● **Aim of the task**: Repeat only part of the entries. Start at the line that has "of the wavy" and keep going through the last line, exactly as given.

● **Material shown**:
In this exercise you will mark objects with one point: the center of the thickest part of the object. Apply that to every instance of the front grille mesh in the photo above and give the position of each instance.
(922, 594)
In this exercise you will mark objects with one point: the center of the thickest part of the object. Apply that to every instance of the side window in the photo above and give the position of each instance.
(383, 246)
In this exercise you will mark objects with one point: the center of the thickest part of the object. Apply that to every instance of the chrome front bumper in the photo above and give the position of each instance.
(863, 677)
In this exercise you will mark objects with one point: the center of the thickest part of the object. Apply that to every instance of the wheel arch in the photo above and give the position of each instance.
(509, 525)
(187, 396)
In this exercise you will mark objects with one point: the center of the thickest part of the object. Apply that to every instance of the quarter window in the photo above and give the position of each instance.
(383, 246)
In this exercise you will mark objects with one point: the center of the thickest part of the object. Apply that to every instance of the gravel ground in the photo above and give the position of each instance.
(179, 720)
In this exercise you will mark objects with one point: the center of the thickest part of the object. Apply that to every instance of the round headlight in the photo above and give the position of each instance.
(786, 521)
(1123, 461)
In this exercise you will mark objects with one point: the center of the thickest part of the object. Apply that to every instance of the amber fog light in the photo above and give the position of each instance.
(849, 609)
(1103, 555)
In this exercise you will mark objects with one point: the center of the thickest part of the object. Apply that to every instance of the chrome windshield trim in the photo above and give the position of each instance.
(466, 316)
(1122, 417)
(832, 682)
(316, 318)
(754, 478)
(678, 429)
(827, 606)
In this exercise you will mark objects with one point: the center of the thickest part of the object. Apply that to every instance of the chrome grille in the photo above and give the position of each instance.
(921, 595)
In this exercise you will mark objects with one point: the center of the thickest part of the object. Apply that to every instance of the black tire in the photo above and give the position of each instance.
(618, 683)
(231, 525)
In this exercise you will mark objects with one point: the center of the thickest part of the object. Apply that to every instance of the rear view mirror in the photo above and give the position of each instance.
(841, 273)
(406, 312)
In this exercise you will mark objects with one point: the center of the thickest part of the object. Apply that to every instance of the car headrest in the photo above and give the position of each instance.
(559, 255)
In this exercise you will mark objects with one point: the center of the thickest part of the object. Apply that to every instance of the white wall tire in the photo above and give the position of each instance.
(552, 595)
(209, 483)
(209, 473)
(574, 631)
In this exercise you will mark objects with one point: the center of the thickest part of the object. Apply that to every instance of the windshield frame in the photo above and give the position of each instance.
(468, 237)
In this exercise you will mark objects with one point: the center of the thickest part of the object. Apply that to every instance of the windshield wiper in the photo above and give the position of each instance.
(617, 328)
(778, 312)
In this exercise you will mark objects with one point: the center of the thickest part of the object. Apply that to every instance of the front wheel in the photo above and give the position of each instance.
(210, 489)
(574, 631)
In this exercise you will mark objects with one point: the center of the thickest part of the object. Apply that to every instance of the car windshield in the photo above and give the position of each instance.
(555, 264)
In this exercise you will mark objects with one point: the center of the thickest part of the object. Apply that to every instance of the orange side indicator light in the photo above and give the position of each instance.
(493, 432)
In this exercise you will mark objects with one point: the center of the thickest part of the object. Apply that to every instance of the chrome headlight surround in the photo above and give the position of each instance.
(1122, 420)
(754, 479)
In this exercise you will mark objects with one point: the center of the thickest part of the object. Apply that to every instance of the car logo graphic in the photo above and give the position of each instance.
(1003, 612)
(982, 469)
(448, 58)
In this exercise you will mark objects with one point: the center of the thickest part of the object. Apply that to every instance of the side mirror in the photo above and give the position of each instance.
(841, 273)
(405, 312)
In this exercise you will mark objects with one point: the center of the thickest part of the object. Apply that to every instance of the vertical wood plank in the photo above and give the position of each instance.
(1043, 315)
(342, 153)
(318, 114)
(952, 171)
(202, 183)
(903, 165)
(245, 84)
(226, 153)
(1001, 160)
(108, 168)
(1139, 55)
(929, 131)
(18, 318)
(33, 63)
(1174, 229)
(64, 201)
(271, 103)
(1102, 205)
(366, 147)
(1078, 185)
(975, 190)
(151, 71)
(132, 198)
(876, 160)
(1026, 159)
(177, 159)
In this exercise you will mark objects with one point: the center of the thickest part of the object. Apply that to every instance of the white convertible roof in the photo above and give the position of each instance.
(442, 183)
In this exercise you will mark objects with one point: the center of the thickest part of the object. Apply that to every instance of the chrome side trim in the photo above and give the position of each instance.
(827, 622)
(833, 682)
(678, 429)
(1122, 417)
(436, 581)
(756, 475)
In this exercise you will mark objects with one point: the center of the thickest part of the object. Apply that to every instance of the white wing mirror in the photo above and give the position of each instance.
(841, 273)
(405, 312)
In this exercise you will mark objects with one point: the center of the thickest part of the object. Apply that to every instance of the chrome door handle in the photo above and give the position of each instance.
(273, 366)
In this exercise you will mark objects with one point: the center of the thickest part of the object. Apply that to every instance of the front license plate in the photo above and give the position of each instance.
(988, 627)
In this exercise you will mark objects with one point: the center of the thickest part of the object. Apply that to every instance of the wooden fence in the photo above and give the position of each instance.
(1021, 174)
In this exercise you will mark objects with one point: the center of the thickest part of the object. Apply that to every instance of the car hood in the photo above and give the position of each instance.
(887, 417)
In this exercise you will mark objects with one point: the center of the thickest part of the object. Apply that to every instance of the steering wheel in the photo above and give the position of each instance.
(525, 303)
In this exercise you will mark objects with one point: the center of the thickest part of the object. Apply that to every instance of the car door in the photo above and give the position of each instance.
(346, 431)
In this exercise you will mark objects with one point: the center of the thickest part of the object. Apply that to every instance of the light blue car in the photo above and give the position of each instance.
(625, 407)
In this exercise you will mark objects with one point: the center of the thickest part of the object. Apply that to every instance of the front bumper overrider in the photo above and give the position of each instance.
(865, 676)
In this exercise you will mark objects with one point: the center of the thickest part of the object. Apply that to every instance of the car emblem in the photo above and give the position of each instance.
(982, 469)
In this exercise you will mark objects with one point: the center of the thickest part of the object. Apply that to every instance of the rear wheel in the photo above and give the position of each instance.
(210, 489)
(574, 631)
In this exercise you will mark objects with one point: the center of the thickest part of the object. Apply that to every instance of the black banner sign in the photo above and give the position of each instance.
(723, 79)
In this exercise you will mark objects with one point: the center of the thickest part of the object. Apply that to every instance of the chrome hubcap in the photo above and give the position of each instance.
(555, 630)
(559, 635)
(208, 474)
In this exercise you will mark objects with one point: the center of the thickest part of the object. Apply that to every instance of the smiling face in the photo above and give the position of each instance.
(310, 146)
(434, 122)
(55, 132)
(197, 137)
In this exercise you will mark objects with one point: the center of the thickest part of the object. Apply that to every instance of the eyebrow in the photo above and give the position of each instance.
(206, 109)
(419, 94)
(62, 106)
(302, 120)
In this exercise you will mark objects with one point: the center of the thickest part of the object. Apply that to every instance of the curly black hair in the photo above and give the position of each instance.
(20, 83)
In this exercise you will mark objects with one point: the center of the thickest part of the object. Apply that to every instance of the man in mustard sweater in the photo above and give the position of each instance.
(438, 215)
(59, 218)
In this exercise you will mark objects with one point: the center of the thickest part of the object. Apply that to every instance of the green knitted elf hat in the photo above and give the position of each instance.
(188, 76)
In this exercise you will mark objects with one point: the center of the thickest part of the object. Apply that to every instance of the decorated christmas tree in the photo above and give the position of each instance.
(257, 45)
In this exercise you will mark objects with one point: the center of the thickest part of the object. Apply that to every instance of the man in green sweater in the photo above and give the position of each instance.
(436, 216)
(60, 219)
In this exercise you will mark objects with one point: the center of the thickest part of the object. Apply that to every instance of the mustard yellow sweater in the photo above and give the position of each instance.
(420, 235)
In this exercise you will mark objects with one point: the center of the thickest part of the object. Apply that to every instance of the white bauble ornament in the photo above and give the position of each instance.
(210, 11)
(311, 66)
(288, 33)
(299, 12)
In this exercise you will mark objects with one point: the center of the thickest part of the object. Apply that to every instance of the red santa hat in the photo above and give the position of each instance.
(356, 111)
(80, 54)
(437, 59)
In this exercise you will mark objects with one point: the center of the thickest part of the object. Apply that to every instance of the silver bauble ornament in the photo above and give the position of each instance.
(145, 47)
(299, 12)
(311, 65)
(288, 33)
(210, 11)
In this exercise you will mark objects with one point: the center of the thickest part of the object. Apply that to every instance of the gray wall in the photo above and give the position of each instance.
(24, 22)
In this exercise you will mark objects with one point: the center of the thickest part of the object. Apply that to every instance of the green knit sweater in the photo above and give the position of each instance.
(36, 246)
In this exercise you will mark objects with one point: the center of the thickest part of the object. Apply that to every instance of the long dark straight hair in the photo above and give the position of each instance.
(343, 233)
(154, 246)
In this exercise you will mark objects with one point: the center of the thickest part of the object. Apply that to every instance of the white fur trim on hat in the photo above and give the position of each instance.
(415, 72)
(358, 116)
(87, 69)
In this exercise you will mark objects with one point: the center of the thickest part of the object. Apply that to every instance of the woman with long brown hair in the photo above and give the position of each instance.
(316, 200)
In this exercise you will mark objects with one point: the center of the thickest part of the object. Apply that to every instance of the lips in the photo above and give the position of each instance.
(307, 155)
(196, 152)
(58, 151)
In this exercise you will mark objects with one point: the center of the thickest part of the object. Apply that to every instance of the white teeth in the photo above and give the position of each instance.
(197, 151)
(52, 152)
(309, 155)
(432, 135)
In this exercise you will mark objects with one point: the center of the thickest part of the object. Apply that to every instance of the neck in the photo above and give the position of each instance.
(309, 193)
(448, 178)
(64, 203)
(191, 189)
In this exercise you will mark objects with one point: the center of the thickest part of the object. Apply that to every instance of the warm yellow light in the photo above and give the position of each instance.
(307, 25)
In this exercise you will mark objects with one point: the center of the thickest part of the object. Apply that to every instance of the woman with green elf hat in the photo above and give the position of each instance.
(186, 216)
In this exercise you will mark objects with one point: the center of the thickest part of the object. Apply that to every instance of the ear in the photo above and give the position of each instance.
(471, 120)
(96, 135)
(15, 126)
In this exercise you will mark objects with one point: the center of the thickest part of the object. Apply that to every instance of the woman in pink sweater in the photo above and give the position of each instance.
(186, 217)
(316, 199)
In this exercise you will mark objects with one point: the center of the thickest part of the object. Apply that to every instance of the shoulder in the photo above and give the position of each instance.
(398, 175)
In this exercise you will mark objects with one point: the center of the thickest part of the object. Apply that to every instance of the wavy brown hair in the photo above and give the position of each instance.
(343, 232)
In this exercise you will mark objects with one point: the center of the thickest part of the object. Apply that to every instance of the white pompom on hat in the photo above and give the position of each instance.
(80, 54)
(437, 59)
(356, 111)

● **Solution for this exercise**:
In this exercise you will mark objects with one point: the center of the thickest part of the object. Apply that to every instance of the wavy brown hair in the photo above and give the position of each instance.
(343, 232)
In this exercise you will mark objects with one point: the center of the thickest part of the object. Apply that to every instance of the white pompom on hat in the photo above and give the position of each instance.
(80, 54)
(437, 59)
(356, 111)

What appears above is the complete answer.